**STATED EXERCISE**
Please return each line of the entries below that contains the word "plant", copying each line in full.

**DATA FOR THIS EXERCISE**
____

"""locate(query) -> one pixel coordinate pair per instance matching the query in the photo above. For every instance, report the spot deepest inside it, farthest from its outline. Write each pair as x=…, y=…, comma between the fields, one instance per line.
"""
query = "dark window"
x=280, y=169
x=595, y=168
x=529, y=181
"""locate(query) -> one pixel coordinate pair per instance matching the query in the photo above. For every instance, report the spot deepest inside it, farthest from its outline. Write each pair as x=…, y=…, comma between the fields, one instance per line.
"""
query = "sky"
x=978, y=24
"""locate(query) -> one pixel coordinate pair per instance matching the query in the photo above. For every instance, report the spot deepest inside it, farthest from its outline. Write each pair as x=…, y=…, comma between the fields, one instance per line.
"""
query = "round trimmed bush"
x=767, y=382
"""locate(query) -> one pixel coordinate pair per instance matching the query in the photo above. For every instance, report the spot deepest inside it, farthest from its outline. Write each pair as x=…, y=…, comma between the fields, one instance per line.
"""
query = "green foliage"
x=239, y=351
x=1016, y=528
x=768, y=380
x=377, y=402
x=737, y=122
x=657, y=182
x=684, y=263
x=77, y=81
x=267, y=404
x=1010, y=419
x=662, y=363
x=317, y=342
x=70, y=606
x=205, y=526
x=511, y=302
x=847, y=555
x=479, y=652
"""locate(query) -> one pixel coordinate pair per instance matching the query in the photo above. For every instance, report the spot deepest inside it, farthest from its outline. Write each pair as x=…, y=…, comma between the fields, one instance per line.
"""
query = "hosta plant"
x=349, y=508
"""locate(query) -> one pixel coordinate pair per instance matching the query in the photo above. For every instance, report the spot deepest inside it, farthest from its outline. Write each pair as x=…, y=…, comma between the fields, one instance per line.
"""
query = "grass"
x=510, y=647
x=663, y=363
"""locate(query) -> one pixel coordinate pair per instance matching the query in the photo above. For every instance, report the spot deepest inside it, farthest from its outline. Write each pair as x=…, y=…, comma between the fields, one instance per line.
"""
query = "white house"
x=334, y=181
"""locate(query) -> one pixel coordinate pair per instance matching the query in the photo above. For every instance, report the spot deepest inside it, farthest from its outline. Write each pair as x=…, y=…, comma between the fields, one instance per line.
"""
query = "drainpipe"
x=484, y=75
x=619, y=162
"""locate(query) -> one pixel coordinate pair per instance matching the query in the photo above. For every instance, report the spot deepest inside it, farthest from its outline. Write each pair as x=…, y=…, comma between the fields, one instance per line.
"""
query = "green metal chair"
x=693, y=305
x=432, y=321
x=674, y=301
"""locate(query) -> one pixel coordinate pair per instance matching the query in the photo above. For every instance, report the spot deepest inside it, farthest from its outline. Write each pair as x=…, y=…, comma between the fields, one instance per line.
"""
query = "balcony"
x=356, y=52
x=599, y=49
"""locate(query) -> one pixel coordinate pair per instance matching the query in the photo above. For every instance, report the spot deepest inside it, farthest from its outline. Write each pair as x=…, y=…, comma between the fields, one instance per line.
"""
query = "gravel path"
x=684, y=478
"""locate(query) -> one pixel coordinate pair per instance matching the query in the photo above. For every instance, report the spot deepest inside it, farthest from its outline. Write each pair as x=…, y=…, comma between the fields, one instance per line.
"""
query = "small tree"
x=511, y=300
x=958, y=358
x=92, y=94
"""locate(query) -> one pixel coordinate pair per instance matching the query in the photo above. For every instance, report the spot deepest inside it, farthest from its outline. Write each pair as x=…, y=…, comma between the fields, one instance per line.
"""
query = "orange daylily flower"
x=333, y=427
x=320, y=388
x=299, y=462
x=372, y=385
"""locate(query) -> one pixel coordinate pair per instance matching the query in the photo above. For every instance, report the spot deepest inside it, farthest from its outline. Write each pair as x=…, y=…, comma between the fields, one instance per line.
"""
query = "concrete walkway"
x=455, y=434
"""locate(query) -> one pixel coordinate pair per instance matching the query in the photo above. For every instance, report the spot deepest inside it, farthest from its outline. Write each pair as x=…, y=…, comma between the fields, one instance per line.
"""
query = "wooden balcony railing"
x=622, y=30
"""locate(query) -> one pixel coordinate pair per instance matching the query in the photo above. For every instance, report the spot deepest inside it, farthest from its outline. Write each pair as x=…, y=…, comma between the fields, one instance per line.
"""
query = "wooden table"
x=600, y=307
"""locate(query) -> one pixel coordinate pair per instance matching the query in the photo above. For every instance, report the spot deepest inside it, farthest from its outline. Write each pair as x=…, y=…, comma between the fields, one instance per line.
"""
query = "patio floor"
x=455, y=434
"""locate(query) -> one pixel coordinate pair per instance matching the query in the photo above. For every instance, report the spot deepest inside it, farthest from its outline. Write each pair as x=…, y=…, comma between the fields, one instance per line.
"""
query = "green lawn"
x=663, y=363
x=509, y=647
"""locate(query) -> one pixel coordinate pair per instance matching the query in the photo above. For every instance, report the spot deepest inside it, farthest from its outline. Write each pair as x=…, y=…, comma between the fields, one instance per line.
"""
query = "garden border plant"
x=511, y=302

____

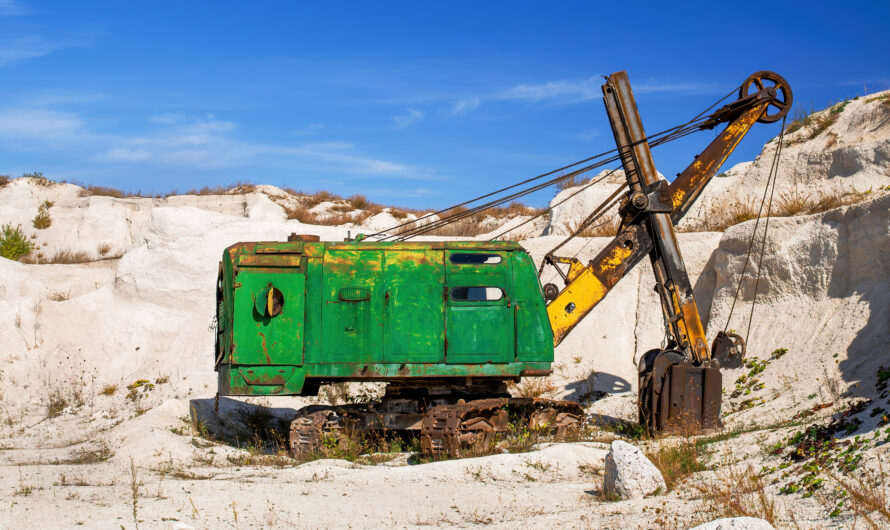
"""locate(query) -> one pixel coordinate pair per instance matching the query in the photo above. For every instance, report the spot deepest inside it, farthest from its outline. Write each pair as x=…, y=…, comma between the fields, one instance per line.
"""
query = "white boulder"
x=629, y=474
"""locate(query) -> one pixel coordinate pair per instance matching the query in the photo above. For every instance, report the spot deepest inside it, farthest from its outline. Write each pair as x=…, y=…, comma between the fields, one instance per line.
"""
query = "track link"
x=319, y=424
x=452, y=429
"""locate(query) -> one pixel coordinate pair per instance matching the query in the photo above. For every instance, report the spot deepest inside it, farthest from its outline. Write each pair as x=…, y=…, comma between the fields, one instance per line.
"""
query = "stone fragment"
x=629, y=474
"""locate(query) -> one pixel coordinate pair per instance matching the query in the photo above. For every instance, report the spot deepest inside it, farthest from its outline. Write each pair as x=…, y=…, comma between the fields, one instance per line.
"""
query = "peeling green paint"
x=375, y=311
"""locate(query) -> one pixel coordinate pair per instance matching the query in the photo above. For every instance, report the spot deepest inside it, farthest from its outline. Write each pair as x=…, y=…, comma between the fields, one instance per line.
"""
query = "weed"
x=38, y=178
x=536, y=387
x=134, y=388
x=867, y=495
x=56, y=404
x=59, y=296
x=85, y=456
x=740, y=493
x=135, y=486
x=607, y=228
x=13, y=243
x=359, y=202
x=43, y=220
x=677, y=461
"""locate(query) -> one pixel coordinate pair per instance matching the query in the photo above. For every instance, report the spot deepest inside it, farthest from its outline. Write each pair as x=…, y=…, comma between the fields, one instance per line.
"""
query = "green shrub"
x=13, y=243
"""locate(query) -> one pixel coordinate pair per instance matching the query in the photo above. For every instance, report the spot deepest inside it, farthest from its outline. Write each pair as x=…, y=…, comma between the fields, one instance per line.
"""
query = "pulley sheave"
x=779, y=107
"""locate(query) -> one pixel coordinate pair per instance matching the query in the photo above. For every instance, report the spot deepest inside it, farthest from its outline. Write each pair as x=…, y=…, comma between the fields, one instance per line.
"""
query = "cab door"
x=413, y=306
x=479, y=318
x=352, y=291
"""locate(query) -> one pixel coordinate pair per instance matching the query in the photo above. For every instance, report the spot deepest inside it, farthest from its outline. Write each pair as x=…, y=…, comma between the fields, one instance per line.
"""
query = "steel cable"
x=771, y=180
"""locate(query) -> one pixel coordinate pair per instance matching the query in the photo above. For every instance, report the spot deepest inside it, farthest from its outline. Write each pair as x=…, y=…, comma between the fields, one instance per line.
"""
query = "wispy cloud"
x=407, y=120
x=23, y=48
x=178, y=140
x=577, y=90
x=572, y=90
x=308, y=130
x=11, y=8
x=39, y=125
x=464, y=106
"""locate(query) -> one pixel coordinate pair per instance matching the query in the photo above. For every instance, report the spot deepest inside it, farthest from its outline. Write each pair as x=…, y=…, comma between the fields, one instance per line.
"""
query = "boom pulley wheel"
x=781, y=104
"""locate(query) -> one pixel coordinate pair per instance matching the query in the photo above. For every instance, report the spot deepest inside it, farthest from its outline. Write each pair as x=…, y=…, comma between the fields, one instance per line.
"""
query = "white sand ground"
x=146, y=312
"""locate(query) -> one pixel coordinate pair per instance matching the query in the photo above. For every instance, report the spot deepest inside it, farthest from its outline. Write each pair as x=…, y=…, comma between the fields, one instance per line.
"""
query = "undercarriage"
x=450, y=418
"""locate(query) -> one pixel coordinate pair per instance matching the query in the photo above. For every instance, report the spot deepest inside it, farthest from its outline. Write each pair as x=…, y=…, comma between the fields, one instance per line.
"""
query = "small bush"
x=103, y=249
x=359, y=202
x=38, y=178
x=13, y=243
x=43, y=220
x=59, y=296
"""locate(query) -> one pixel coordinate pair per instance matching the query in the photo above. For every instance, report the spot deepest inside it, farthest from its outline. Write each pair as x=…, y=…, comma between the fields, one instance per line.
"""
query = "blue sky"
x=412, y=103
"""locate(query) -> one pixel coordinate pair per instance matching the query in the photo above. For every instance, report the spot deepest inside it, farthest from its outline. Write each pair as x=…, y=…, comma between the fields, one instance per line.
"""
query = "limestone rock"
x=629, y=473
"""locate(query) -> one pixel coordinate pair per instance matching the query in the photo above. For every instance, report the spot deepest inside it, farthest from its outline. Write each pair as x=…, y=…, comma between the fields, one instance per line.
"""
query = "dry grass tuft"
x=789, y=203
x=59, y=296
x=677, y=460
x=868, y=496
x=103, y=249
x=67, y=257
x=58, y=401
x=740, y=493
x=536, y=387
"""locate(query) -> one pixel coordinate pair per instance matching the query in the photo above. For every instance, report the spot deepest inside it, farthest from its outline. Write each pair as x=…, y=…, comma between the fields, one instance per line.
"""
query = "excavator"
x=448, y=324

____

**EXERCISE RESPONSE**
query = "hosta plant"
query = "garden border plant"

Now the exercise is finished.